§ **ACTIVITY**
Check each line of the records below and collect those holding "instance".

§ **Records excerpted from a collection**
*** Begin section ***
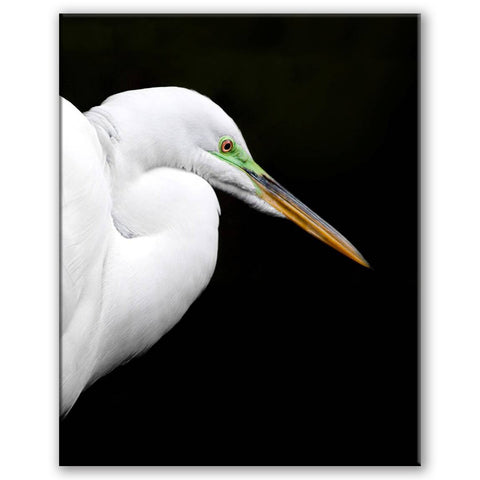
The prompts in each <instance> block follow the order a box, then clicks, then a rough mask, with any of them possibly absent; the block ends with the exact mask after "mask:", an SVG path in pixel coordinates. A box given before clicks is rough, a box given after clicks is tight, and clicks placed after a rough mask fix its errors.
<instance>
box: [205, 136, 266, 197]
mask: <svg viewBox="0 0 480 480" xmlns="http://www.w3.org/2000/svg"><path fill="white" fill-rule="evenodd" d="M225 140H230V141H231V142H232V145H233V147H232V149H231V150H230V151H228V152H226V153H224V152H222V148H221V146H222V143H223V142H224V141H225ZM210 153H211V154H212V155H215V156H216V157H217V158H220V160H223V161H225V162H227V163H229V164H230V165H233V166H234V167H237V168H239V169H240V170H243V171H247V172H248V171H250V172H254V173H256V174H257V175H260V176H267V172H265V170H263V168H262V167H260V166H259V165H257V164H256V163H255V162H254V160H253V158H252V157H250V155H248V153H247V152H246V151H245V150H244V149H243V148H242V147H241V146H240V145H238V144H237V143H236V142H235V140H233V138H232V137H229V136H227V135H226V136H223V137H222V138H221V139H220V140H219V142H218V151H214V152H210ZM252 183H253V184H254V185H255V189H256V191H257V194H259V193H260V190H259V188H258V186H257V185H256V183H255V182H253V181H252Z"/></svg>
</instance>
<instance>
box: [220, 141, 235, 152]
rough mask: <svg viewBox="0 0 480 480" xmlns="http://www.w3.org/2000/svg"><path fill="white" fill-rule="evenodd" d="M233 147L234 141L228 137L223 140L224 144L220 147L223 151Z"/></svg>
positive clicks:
*** End section ***
§ **THE COMPLETED TASK**
The prompts in each <instance> block follow the order a box, then clicks, then a rough mask, with any of them possibly absent; the block ends with the exact mask after "mask:", an SVG path in pixel coordinates. A box given before clicks is rough, a box given after clicks is tight, and clicks placed after a rough mask fix its errors.
<instance>
</instance>
<instance>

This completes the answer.